The records that follow must be reproduced in full, exactly as written.

— start —

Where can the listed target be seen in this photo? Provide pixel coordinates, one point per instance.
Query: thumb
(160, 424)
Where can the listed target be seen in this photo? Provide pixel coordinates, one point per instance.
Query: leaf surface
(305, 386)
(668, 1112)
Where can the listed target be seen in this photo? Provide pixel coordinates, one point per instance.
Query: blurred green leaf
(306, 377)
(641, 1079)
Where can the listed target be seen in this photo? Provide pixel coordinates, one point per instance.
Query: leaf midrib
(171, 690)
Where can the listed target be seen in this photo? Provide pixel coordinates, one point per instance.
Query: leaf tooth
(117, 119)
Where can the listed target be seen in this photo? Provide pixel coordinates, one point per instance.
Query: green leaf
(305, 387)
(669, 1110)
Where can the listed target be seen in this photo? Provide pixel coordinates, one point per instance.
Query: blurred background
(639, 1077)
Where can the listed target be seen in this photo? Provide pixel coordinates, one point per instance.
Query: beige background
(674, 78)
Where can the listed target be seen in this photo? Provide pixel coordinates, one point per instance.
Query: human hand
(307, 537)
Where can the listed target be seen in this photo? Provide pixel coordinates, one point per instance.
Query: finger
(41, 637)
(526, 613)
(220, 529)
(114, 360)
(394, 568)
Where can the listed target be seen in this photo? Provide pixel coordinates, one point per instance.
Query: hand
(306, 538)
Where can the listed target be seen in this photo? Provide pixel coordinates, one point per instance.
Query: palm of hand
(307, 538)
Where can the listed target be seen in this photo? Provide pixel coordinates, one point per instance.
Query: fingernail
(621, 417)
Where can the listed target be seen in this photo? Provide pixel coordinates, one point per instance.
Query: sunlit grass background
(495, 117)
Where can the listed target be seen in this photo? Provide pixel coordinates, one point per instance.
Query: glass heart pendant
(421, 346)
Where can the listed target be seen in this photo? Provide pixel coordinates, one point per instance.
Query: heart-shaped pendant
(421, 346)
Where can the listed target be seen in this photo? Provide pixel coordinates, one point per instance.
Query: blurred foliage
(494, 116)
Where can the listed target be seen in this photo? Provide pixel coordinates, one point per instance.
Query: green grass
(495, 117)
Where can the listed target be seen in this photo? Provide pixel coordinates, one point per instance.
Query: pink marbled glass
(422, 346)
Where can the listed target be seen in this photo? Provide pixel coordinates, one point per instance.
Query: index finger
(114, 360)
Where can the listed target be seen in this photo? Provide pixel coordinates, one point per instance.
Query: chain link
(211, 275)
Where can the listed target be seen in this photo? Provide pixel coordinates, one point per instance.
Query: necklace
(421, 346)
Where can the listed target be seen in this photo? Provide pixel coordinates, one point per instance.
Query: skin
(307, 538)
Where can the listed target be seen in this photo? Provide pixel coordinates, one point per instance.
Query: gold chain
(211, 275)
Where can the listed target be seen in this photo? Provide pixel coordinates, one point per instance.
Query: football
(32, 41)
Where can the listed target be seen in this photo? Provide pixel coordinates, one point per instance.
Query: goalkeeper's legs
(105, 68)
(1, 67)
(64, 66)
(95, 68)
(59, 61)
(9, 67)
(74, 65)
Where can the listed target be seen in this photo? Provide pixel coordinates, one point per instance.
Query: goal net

— end —

## TASK OUTPUT
Where can the listed target be seen in this photo? Provide pixel coordinates, one point per instance.
Query: thumb
(160, 424)
Where can the listed target be seen in this photo? Provide pixel coordinates, one point per instance.
Query: leaf surface
(305, 386)
(668, 1112)
Where can the listed target be seen in this photo? Provide pixel coordinates, one point per instance.
Query: blurred green leaf
(306, 377)
(641, 1079)
Where can the listed target be seen in this photo? Provide pixel coordinates, one point per instance.
Query: leaf midrib
(171, 690)
Where can the listed target be seen in this photo? Provide pixel coordinates, one point per instance.
Query: leaf tooth
(117, 119)
Where can the listed target be seen in this photo? Provide pixel coordinates, one point per instance.
Query: green leaf
(305, 387)
(669, 1110)
Where can the listed target be seen in this photo? Provide pixel coordinates, one point per instance.
Query: blurred background
(639, 1077)
Where can the listed target be seen in this photo? Provide pixel coordinates, one point per instance.
Query: beige background
(674, 78)
Where can the listed target be seen in this photo? Provide pixel coordinates, one point per instance.
Query: human hand
(307, 537)
Where can the listed target be seen in this photo? Provide pixel coordinates, one point per instance.
Query: finger
(41, 637)
(526, 613)
(220, 529)
(114, 360)
(394, 568)
Where can the listed target be seen in this photo? Provide pixel coordinates, one point per instance.
Query: hand
(306, 538)
Where can the listed target be seen in this photo? Provide pixel coordinates, one point per instance.
Query: palm of hand
(307, 538)
Where can the listed target be seen in this photo? Provide pixel coordinates, one point per instance.
Query: fingernail
(621, 417)
Where can the listed target be seen in this photo? Provide pixel coordinates, one point per instance.
Query: sunlit grass background
(495, 117)
Where can the listed target be seen in this photo? Provide pixel coordinates, one point per instance.
Query: glass heart pendant
(421, 346)
Where can the listed target be seen in this photo? Provide pixel coordinates, one point per instance.
Query: heart-shaped pendant
(421, 346)
Where can the listed target be seen in this photo? Provide pixel coordinates, one point per instance.
Query: blurred foliage
(494, 116)
Where can the listed target be seen in this photo? Provide pixel coordinates, one point per instance.
Query: green grass
(495, 117)
Where can the listed target be seen in this photo? Provide pixel coordinates, one point per instance.
Query: pink marbled glass
(422, 346)
Where can the listed target be seen in this photo? Provide pixel coordinates, one point per instance.
Query: index finger
(114, 360)
Where can the listed target be seen in this photo? Provide pixel coordinates, one point per instance.
Query: chain link
(211, 275)
Where can the listed target be seen in this photo? Provide pixel coordinates, one point per instance.
Query: necklace
(421, 346)
Where can the listed target be seen in this photo? Provide pixel coordinates, one point per instance.
Query: skin
(307, 538)
Where can the listed target be seen in this photo? Provide pixel coordinates, one point per instance.
Query: gold chain
(211, 275)
Where can the listed target be seen in this photo? Provide pixel coordinates, one point per instance.
Query: football
(32, 41)
Where can the listed target be seen in this photo? Provide pixel coordinates, one point per instance.
Query: goalkeeper's legs
(105, 68)
(1, 67)
(64, 66)
(95, 68)
(59, 61)
(9, 67)
(74, 65)
Where can the listed target be seen in this photo? Provide pixel coordinates, one point per instance.
Query: goal net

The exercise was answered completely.